• **Dataset excerpts**
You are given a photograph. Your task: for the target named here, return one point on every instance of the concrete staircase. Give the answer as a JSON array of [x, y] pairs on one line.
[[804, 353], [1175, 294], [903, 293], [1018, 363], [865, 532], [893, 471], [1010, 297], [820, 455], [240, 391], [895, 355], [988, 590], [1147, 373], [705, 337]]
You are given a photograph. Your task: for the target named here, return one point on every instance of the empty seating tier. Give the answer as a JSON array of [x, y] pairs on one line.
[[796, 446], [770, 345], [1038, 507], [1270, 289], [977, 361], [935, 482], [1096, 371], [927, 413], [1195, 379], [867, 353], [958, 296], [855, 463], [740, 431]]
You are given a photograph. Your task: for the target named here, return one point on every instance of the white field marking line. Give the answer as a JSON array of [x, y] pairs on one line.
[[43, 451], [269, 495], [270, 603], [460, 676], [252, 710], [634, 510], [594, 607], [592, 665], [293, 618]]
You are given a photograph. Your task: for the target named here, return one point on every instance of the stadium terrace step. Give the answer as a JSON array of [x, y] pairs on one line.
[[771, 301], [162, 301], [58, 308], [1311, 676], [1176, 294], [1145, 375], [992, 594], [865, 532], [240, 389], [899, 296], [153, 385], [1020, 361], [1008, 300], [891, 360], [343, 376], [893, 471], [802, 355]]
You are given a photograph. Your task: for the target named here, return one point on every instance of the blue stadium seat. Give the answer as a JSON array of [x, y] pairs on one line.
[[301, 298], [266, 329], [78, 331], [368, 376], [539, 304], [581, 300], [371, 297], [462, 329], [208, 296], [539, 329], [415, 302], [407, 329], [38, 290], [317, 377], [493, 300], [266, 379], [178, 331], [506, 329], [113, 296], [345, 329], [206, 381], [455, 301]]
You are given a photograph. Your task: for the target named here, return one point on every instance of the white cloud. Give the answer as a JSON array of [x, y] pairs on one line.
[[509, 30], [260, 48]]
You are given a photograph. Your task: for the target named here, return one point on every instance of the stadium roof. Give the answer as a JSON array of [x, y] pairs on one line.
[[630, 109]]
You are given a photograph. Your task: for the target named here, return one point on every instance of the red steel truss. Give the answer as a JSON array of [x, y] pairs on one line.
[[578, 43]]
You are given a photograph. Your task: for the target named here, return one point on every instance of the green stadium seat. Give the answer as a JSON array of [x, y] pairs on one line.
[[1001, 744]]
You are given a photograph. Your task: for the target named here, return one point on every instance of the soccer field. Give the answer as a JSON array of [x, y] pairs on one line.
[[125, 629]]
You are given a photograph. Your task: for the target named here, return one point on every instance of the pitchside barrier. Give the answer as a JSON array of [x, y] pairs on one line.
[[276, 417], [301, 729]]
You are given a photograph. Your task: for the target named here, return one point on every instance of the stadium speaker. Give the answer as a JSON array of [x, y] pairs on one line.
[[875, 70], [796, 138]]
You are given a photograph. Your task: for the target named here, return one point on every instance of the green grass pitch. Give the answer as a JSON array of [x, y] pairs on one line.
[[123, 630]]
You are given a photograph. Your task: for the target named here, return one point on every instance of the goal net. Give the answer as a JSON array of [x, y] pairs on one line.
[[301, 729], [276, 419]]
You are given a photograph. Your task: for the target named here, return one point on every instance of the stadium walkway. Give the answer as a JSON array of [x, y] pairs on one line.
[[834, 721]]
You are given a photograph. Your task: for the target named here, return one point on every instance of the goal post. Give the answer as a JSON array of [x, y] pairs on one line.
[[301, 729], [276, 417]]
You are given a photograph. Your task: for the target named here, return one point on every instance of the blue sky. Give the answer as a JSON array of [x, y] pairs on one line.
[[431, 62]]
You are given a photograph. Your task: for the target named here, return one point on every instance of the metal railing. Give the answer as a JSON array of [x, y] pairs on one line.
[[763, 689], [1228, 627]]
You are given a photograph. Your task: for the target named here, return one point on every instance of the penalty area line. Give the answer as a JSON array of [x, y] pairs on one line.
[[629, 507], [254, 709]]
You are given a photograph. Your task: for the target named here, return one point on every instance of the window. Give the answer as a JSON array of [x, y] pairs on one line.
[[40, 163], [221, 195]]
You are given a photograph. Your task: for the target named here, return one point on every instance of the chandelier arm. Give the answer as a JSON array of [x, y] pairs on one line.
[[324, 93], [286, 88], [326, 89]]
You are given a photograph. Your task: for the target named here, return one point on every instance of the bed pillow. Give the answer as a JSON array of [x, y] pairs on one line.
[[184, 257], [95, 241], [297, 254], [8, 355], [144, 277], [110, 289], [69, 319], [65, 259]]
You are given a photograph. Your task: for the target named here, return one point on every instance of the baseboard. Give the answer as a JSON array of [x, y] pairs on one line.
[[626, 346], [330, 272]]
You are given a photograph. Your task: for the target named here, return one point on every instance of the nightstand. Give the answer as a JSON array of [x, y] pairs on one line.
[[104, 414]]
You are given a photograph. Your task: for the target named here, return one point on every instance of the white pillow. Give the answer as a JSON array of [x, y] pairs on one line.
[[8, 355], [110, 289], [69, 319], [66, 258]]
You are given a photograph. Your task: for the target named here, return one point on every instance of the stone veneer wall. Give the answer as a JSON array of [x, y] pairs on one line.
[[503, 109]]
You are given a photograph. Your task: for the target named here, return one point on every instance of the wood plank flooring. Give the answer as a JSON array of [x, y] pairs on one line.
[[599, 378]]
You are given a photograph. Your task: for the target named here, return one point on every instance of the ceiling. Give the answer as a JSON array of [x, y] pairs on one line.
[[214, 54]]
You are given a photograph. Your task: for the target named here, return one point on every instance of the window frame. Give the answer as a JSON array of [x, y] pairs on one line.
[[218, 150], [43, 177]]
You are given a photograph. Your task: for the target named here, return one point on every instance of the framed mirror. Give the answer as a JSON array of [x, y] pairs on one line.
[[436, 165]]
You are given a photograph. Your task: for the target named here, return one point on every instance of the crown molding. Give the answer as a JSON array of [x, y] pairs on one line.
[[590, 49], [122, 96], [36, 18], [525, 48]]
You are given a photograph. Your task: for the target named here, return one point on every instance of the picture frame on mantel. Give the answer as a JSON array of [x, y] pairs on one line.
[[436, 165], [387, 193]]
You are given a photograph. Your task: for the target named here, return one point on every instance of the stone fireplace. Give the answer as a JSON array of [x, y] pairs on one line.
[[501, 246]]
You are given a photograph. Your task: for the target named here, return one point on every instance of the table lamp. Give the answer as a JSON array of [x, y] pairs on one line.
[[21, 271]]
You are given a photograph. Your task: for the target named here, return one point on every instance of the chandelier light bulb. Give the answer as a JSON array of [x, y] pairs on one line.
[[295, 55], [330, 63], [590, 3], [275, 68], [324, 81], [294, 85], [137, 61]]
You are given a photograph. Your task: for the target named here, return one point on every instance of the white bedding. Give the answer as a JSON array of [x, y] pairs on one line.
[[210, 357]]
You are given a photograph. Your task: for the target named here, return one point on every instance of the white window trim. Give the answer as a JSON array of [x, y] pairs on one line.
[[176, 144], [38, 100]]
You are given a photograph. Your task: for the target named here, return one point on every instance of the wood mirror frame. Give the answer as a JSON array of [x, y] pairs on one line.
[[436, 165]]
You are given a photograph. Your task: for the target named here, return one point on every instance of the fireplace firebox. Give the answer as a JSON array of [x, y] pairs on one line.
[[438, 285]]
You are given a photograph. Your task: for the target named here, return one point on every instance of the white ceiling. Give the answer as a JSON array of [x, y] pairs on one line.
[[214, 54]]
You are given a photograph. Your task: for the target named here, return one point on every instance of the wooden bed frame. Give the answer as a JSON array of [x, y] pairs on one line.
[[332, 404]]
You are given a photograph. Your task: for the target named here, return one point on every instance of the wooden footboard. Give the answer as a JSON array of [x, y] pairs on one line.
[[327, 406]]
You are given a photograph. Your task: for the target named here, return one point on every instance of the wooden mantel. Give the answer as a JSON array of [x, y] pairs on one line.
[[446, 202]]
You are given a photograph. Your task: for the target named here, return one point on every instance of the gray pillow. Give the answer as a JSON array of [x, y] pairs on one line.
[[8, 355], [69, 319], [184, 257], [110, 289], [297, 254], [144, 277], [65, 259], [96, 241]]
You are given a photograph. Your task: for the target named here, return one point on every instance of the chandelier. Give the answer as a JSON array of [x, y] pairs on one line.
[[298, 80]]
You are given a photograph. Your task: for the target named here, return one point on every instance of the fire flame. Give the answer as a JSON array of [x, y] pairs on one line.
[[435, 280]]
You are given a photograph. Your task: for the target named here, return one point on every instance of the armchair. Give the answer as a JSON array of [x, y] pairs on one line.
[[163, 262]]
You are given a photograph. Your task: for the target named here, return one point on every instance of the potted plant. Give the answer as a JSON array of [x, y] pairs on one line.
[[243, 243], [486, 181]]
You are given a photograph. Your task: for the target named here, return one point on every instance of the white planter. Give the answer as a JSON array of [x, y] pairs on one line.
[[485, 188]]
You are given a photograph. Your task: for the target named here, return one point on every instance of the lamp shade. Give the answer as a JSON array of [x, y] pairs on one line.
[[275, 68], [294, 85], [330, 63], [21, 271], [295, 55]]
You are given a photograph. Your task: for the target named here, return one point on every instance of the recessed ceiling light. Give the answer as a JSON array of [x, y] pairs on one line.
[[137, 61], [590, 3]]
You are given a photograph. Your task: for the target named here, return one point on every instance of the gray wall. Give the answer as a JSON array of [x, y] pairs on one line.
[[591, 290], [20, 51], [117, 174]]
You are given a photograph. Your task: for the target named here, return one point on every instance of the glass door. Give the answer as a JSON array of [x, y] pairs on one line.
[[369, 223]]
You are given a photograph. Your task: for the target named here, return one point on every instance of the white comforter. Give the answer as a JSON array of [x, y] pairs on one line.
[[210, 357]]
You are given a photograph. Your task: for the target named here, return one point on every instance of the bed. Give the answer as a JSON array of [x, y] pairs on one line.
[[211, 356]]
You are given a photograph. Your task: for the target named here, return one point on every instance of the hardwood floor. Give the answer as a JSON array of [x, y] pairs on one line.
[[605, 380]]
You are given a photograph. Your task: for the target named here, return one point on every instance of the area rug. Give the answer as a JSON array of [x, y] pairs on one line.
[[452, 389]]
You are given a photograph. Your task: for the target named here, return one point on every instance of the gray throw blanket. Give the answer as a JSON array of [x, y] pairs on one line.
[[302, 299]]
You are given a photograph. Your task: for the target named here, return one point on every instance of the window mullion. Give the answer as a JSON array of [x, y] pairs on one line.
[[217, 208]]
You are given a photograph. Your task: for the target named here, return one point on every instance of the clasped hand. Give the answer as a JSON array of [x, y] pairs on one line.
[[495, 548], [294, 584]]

• **Task details**
Retype the lines from the one containing "the gray throw" to the last line above. Change nothing and include no others.

• **Exercise response**
You are given a photograph. Your task: for the target named here, return one point on every instance of the gray throw blanket. Give the answer as a JSON array of [x, y] pairs on one line.
[[302, 299]]
You are given a photograph. Your task: for the target named here, return one point on every instance of the window mullion. Give the answer as a JSON array of [x, y] pairs on one line.
[[217, 208]]
You are given a photograph. Your task: for the target named here, return one point on every instance of the clasped hand. Give the answer as a JSON array of [x, y] pairs on one line.
[[495, 548], [294, 584]]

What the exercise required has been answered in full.